Page excerpt →

* * * * *

- Genre: Animated comedy
- Created by: Everett Peck
- Directed by: Peter Avanzino (pilot); Raymie Muzquiz;
- Voices of: Richard Steven Horvitz; Pamela Adlon; Carlos Alazraqui; Kurtwood Smith; Nancy Sullivan; Billy West; Jason Spisak; Tom Kenny; Monica Lee Gradischek; Eliza Schneider; Mona Marshall;
- Composers: Brad Benedict; Mark Fontana; Erik Godal;
- Country of origin: United States
- Original language: English
- No. of seasons: 2
- No. of episodes: 26 (52 segments)

Production
- Executive producers: Brian A. Miller; Everett Peck;
- Producer: Pernelle Hayes
- Running time: 22 minutes (2 11-minute segments)
- Production company: Cartoon Network Studios

Original release
- Network: Cartoon Network
- Release: May 29, 2006 – September 27, 2007

= Squirrel Boy =

American animated television series

Squirrel Boy is an American animated television series created by Everett Peck for Cartoon Network. Prior to the series, Peck was known for creating Duckman, which aired on USA Network from 1994 to 1997. The series premiered on May 29, 2006 and ended on September 27, 2007, with a total of 52 eleven-minute episode segments. A series of six shorts was released in 2008 from January 11 to April 10, and aired between commercial breaks as part of the Cartoon Network Extra mini-series.

==Overview==

Rodney (left) and Andy (right).

Squirrel Boy centers on the lives of the titular anthropomorphic squirrel named Rodney (Richard Steven Horvitz), who is full of crazy ideas and get-rich-quick schemes, and his best friend and owner, a boy named Andy Johnson (Pamela Adlon). In the family are Robert (Kurtwood Smith), Andy's pessimistic and unlucky father who utterly dislikes Rodney, and Lucille (Nancy Sullivan), Andy's cheery and mild-tempered mother.

* * * * *

The data →
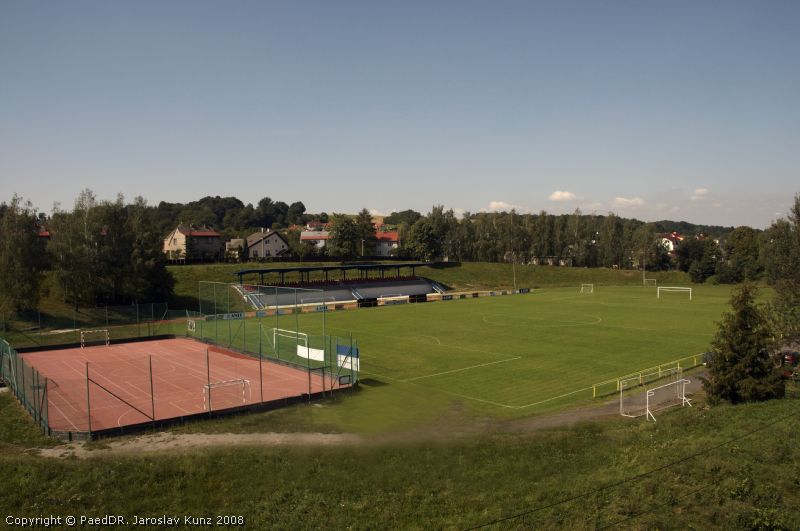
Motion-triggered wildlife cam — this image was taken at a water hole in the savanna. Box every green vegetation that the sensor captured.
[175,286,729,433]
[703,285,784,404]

* * * * *

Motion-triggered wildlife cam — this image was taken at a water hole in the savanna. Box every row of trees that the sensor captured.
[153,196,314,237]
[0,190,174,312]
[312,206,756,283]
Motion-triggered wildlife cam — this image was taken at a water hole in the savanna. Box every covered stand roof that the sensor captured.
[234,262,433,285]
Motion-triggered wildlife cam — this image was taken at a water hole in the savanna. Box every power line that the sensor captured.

* * * * *

Stated goal 1 → Scale the entries from the line containing "trees that the sensor captured." down through the line containing "line that the sensor captured.", both ends included. Restate each of those lines, requests included, with every bounding-box coordinate multiplied by 0.45 and rounded to a whole number (halves round up), and return only those lines.
Stated goal 2 → Continue the Squirrel Boy article from the point where it stops.

Final result 1 →
Motion-triggered wildlife cam — this image was taken at a water hole in the savanna. Box every row of trees that the sensor captured.
[69,88,141,107]
[0,86,78,140]
[140,93,340,127]
Motion-triggered wildlife cam — this image was taken at a water hole in the savanna. Box every covered stand roof that the sensor captured.
[105,118,195,128]
Motion-triggered wildlife cam — this image was taken at a water hole in the savanna. Box every power line that the sensor captured.

Final result 2 →
Andy and Rodney are arch-enemies with a rowdy boy named Kyle Finkster (Billy West) and his own anthropomorphic parrot, Salty Mike (Carlos Alazraqui), who are neighborhood bullies and constantly pick on Andy and Rodney. Other characters in the show include Oscar (Jason Spisak), Andy's nerdy human friend with overprotective parents, Leon (Tom Kenny), a stray, blue squirrel who is Rodney's friend and lives in a tree in the Johnsons' backyard, Darlene (Monica Lee Gradischek), a yellow, stray squirrel who is Rodney's love interest, Martha (Eliza Schneider), a nerdy human child prodigy who lives across the street and is Andy's love interest, and Esther Flatbottom (Mona Marshall), a cranky old lady who rides a motorized cart.

==Episodes==
===Series overview===

| Season | Episodes |  | Originally released |  |
| First released | Last released |
| Pilot |  |  | Unaired |  |
| 1 | 13 |  | May 29, 2006 | November 17, 2006 |
| 2 | 13 |  | February 2, 2007 | September 27, 2007 |
| Shorts | 6 |  | January 11, 2008 | April 10, 2008 |

===Unaired pilot (2004)===

| Title | Directed by | Written by | Original release date |
| "Kite Makes Right" | Peter Avanzino | Christopher Painter | Unaired |
Note: This pilot was produced in 2004.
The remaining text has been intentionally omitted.